March 19, 2009
The Perfect Hyperinflationary Storm
The Federal Reserve's announcement on Wednesday to expand its balance sheet by $1.15 trillion puts our country on a direct path towards hyperinflation.
By spending $300 billion on long-term U.S. Treasuries, $750 billion on worthless mortgage-backed securities, and $100 billion on other federal agency debt; the Federal Reserve will be doing nothing more than printing $1.15 trillion out of thin air, which means Americans are guaranteed to see a sharp decline in the purchasing power of their U.S. Dollars.
Wednesday's news brings total funds allocated by the Federal Reserve and United States Treasury during the financial crisis up to $11.4 trillion and although only $2.8 trillion has so far been spent, we believe the full $11.4 trillion will inevitably be spent.
If the Federal Reserve simply allowed AIG to fail, the free-market would've efficiently reorganized the company in bankruptcy. The $165 million in employee bonus contracts, that Congress has been so eager to express outrage about, would've been wiped out completely. The failure of AIG would not have brought down the U.S. financial system. However, bailing out every financial firm on Wall Street will.
Federal Reserve Chairman Ben Bernanke commented this past weekend on 60 Minutes that our country's biggest risk is we don't have the political will and commitment to solve our current financial problems. We respectfully disagree with Chairman Bernanke and believe our country's biggest risk is hyperinflation, that will come as a result of the Federal Reserve's actions.
= = = =
▸ PROBLEMS TO SOLVE:
(1) Do these statements agree with the hyperinflation article? (a) The Federal Reserve planned to spend $750 billion on mortgage-backed securities. (b) The article holds that AIG's failure would have brought down the U.S. financial system. (c) The article agrees with Bernanke about the country's biggest risk. Answer yes or no for each, quoting the deciding words.
(2) Can you retype the hyperinflation article from "March 19, 2009" up to and including "path towards hyperinflation."?
(3) Could you extend the hyperinflation article with a few more sentences after its final one?
The items that come next are separate material, unrelated to the hyperinflation article.

▸ SUPPLIED INFORMATION:
= = = =
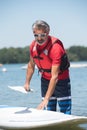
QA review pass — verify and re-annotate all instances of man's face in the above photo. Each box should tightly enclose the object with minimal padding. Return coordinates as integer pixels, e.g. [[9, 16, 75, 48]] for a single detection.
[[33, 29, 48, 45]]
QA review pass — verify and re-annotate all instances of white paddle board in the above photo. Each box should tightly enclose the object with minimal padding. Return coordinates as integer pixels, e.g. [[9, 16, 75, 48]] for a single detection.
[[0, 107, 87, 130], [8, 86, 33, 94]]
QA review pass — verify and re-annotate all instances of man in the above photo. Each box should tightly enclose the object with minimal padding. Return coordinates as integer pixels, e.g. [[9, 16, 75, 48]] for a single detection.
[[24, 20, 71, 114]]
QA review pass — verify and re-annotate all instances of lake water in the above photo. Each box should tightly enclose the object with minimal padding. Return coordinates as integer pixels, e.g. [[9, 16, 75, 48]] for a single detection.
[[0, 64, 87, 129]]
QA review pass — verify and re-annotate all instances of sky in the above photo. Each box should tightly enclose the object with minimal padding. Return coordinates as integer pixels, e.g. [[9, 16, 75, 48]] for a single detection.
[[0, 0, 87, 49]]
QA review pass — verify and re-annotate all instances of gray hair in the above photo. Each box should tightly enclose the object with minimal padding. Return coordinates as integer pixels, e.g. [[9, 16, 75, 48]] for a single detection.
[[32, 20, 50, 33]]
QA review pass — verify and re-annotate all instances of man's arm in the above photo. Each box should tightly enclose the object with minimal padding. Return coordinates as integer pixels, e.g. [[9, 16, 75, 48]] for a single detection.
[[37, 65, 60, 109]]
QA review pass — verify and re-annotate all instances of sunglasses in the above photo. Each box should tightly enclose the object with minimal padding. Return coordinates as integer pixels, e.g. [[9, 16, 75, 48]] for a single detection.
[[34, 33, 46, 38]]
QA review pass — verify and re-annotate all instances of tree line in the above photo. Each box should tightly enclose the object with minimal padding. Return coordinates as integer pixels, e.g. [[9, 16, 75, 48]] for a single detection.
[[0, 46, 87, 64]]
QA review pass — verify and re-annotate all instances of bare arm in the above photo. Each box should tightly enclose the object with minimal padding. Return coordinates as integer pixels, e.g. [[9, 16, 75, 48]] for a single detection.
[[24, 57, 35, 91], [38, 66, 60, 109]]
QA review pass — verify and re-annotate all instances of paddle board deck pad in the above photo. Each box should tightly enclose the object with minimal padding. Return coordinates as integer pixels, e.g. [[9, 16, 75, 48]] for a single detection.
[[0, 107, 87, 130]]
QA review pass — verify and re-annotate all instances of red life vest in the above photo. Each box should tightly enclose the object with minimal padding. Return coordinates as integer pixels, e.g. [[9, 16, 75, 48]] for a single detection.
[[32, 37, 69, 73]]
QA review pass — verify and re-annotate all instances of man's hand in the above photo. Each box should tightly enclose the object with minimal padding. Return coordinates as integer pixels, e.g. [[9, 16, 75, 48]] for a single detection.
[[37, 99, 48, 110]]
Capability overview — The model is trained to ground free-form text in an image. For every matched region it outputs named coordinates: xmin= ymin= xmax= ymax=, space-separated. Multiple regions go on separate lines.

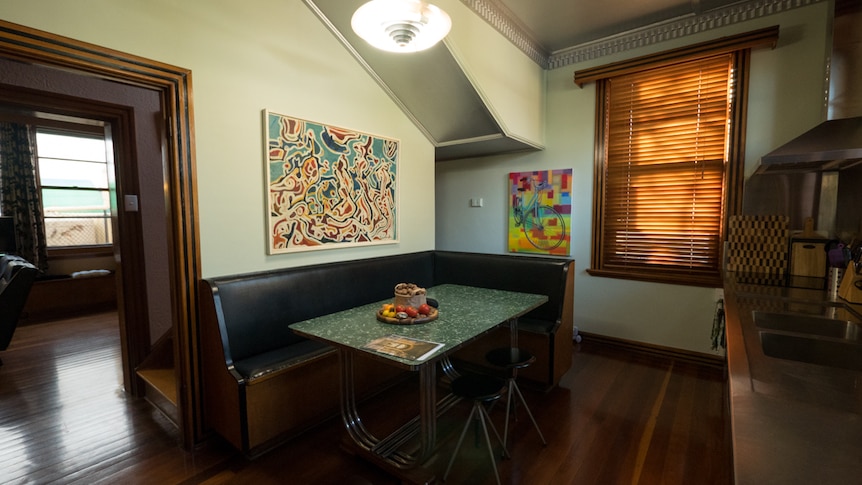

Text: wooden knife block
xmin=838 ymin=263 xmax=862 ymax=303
= = = =
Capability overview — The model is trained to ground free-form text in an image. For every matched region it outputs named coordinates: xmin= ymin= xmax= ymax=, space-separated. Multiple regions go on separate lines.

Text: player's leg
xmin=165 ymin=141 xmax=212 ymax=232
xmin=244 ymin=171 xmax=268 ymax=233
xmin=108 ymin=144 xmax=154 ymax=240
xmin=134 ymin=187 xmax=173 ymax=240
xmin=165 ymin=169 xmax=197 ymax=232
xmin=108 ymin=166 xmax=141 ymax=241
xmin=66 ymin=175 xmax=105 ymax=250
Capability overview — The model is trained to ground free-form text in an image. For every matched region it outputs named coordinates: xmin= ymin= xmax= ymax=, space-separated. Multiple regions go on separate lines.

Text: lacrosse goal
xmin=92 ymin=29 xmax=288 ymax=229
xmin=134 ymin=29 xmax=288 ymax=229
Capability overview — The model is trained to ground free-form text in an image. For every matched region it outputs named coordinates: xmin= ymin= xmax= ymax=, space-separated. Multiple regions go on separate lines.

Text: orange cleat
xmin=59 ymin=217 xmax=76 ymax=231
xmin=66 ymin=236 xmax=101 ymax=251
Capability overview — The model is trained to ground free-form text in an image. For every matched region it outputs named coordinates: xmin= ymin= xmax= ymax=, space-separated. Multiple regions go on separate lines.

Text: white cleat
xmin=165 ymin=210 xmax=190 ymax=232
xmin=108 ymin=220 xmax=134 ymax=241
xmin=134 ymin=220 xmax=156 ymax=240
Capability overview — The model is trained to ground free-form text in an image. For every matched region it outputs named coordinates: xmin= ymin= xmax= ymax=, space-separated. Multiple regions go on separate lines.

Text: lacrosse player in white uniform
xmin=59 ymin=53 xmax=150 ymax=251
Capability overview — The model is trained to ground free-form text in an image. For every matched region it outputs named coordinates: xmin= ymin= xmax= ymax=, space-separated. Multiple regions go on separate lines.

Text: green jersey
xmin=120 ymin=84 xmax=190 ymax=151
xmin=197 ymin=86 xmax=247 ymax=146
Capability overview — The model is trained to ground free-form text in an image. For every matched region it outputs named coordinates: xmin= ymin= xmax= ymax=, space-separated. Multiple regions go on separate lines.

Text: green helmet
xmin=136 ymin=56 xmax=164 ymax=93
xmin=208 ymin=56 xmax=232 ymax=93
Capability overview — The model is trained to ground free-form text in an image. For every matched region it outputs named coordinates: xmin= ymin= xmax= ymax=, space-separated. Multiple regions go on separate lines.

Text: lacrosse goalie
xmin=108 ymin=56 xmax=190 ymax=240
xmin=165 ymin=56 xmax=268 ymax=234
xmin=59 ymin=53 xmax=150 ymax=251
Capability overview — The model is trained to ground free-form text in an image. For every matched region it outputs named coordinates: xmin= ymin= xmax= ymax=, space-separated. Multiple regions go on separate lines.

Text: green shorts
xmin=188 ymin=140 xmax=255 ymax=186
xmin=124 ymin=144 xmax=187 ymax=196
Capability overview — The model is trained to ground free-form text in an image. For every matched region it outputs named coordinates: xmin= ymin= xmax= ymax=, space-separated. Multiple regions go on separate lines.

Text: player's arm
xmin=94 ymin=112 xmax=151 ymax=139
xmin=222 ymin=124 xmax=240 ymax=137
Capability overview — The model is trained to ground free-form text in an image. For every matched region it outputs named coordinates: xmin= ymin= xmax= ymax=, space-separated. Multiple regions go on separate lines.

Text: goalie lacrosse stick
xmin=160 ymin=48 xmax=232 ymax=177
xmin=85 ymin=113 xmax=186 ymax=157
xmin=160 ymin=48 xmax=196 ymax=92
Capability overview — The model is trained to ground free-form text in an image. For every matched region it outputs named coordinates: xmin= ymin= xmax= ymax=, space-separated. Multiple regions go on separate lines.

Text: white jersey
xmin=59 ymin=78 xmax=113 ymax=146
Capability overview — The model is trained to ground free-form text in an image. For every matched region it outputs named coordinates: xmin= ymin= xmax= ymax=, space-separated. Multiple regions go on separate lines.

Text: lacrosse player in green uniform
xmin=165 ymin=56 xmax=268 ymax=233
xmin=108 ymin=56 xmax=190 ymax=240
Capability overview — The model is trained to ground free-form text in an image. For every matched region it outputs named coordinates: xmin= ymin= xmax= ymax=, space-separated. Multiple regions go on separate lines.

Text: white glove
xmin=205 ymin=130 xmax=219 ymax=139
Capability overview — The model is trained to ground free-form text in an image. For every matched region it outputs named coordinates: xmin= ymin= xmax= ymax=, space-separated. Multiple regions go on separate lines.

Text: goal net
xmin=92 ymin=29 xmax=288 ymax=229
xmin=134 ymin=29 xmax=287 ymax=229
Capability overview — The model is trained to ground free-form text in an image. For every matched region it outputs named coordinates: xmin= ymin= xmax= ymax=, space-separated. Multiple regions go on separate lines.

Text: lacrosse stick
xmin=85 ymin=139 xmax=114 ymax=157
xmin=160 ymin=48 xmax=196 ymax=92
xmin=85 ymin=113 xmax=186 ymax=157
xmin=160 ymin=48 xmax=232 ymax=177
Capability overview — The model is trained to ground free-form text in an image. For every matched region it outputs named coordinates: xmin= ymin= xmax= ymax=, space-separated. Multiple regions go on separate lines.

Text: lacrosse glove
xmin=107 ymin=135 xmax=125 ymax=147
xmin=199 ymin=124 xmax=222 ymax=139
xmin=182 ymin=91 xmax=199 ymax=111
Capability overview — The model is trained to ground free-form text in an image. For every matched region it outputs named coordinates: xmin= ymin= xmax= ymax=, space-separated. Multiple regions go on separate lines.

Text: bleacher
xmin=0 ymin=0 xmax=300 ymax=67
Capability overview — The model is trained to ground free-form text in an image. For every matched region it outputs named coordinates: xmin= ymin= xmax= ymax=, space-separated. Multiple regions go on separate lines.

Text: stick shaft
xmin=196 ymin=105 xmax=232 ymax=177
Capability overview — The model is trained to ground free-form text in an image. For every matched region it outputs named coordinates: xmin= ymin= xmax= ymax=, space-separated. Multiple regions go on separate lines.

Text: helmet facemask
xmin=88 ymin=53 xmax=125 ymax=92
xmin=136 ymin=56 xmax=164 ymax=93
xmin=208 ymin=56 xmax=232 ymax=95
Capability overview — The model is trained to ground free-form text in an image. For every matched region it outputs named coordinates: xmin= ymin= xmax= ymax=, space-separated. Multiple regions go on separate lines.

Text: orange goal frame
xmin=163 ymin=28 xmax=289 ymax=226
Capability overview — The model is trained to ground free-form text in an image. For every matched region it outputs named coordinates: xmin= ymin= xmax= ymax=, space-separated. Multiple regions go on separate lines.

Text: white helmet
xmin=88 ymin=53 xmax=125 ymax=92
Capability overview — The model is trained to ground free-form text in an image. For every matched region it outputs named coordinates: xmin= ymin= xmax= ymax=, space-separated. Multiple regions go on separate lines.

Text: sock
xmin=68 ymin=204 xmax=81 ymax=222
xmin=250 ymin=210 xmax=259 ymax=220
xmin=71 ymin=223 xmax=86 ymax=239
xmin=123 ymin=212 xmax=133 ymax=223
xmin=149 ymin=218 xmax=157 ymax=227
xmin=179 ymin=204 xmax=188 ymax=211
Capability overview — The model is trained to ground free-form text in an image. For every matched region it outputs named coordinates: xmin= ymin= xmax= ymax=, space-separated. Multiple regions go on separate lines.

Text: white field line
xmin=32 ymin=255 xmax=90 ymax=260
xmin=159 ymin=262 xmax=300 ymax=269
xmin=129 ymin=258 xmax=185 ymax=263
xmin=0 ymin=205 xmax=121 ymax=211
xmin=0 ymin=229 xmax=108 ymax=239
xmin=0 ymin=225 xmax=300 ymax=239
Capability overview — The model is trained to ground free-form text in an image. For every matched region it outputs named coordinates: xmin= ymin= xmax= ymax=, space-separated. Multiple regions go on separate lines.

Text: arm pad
= = = =
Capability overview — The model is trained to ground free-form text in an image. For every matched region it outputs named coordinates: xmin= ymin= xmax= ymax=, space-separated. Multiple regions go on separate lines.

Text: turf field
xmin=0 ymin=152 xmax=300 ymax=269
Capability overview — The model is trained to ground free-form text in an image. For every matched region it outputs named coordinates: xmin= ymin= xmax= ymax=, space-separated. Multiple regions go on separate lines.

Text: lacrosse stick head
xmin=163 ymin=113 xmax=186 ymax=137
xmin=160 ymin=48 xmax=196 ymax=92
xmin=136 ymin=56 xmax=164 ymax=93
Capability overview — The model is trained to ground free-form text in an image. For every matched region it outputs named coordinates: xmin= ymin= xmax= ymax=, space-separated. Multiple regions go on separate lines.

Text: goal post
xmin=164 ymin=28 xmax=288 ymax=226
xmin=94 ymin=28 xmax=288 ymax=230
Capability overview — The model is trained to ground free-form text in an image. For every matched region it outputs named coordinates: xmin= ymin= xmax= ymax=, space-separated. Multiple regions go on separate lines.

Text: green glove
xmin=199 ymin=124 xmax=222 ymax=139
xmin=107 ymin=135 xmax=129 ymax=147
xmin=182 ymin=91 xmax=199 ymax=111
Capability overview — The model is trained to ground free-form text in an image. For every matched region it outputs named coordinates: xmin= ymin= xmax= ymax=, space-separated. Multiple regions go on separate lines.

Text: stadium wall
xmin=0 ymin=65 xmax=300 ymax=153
= = = =
▸ OUTPUTS IN ORDER:
(1)
(a) Yes: "$750 billion on worthless mortgage-backed securities"
(b) No: "The failure of AIG would not have brought down the U.S. financial system."
(c) No: "We respectfully disagree with Chairman Bernanke"

(2)
March 19, 2009
The Perfect Hyperinflationary Storm
The Federal Reserve's announcement on Wednesday to expand its balance sheet by $1.15 trillion puts our country on a direct path towards hyperinflation.

(3)
Up until now, the United States has been successful at keeping inflation somewhat under control by borrowing the money for much of its spending from China. However, China's Premier of the State Council Wen Jiabao said last week that he is worried about the safety of the U.S. Treasuries they are holding. By China publicly acknowledging their fears, not only is it possible China will stop buying U.S. Treasuries, but they could take advantage of the Federal Reserve buying U.S. Treasuries and use it as an opportunity to sell.
The U.S. Consumer Price Index rose in February by 0.4 percent, which equals an annualized inflation rate of 4.8 percent. We believe inflation would be much higher if it wasn't for all of the temporary factors driving consumer prices down such as the forced liquidations of hedge funds, de-leveraging of banks, going out of business sales of retail stores, etc.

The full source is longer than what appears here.